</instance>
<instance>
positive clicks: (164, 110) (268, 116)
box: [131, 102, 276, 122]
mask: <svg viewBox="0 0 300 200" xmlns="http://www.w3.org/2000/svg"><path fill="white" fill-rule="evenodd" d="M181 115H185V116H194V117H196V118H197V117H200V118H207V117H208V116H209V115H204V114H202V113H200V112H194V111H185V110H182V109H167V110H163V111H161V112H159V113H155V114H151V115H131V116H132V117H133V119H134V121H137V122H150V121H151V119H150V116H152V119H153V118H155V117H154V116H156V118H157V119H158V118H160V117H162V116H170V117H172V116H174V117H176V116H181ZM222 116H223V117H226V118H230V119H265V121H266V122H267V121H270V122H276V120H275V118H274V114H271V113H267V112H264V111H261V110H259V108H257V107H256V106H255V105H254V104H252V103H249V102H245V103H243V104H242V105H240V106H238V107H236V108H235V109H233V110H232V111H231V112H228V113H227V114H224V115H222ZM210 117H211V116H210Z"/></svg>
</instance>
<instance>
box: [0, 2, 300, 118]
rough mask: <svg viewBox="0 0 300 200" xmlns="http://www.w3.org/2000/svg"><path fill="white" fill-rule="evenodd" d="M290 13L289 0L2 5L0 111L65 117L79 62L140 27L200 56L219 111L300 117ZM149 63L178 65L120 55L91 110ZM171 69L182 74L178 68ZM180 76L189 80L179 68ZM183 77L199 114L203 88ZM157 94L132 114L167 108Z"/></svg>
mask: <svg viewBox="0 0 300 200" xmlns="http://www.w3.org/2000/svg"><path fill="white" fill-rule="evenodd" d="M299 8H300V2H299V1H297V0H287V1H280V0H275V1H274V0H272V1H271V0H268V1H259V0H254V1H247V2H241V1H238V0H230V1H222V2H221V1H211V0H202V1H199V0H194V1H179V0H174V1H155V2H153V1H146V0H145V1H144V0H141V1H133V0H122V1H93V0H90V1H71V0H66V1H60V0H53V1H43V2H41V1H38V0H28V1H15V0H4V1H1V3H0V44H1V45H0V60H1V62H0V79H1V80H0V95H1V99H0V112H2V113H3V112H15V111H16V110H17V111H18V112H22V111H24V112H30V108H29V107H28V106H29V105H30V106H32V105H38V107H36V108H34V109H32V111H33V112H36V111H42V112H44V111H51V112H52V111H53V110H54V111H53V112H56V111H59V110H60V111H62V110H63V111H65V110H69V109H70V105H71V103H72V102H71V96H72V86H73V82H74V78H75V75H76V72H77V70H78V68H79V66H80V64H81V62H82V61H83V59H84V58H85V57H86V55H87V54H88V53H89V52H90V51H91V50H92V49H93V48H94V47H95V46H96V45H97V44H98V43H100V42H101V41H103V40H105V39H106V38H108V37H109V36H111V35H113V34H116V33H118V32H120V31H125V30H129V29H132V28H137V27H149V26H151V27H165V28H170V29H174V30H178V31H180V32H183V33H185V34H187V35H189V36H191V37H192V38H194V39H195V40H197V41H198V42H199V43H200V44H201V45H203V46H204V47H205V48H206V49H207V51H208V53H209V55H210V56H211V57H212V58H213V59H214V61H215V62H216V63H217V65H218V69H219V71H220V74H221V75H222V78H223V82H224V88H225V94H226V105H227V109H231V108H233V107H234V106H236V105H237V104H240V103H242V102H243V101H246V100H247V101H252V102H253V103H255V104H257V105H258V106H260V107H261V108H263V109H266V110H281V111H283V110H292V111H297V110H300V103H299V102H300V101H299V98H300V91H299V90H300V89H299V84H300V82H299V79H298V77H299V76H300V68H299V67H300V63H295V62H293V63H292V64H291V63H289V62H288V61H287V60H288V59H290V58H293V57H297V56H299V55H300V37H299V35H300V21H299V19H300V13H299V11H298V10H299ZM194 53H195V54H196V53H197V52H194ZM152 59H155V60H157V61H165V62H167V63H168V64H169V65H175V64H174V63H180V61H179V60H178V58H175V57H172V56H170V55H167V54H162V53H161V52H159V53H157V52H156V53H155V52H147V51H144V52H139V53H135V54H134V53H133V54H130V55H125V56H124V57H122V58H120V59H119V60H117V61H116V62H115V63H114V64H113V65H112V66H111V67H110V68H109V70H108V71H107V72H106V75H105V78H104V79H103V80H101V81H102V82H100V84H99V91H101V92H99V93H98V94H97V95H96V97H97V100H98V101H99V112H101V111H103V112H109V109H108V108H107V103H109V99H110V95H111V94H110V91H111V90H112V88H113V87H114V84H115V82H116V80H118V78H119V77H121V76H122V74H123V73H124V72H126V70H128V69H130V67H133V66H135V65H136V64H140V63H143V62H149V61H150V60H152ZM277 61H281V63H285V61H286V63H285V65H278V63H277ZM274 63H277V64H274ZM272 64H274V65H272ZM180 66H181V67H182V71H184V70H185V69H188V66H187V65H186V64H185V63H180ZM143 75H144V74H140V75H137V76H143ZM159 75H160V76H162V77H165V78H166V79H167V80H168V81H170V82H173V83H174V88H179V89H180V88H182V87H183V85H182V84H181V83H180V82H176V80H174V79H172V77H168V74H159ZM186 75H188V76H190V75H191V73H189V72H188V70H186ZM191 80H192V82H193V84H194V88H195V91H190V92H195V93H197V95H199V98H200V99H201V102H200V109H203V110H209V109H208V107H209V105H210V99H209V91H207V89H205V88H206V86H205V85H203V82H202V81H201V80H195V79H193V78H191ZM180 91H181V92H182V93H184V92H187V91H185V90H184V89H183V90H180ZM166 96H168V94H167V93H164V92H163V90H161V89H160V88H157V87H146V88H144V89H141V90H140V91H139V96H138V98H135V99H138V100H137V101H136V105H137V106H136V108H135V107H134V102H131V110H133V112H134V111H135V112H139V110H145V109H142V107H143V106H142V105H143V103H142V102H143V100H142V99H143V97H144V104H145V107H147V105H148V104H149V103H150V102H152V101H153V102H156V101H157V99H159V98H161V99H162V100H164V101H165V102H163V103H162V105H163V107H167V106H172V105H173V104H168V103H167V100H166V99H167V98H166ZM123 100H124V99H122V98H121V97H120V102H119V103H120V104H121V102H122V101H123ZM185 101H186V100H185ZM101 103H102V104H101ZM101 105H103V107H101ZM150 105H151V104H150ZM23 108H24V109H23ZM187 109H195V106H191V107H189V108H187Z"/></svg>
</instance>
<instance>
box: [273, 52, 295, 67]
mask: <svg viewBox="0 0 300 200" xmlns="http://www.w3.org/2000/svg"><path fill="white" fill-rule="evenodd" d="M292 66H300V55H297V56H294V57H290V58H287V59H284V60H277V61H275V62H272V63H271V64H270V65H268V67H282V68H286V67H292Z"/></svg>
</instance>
________________
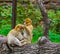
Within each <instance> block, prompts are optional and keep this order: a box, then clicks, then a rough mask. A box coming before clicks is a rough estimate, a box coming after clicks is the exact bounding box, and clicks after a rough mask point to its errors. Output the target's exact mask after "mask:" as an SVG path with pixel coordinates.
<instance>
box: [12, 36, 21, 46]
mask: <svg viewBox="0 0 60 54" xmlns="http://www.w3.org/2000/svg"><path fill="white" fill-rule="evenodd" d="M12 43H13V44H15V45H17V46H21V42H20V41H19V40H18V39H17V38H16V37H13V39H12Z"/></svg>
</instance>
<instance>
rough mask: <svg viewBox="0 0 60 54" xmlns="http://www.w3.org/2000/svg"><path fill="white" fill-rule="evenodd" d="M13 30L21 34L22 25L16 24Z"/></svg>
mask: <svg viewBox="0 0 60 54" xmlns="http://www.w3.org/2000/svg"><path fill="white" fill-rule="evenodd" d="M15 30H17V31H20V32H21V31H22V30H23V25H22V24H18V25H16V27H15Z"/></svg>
________________
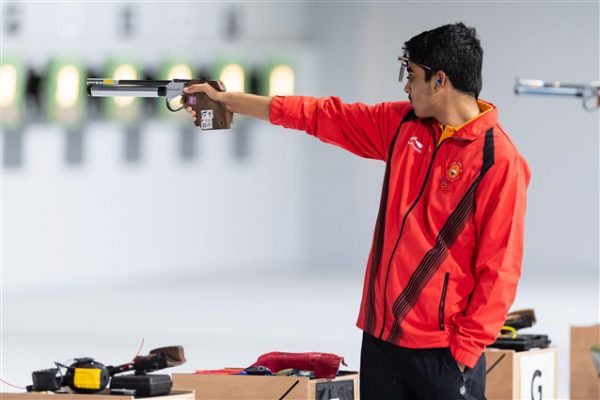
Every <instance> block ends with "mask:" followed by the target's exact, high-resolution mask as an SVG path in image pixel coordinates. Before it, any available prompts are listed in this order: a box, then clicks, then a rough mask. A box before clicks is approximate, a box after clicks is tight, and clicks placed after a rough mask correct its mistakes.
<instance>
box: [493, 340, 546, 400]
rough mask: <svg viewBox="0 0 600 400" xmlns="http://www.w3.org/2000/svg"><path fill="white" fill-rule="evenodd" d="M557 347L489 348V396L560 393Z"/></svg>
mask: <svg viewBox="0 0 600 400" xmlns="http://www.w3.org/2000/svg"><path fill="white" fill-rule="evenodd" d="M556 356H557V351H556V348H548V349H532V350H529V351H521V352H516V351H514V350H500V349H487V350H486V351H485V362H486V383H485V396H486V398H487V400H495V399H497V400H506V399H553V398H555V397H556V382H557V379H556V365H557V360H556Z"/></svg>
________________
▸ Exercise details: Tally the lines in the records that contain the string "with". Output only the count.

▸ Response: 2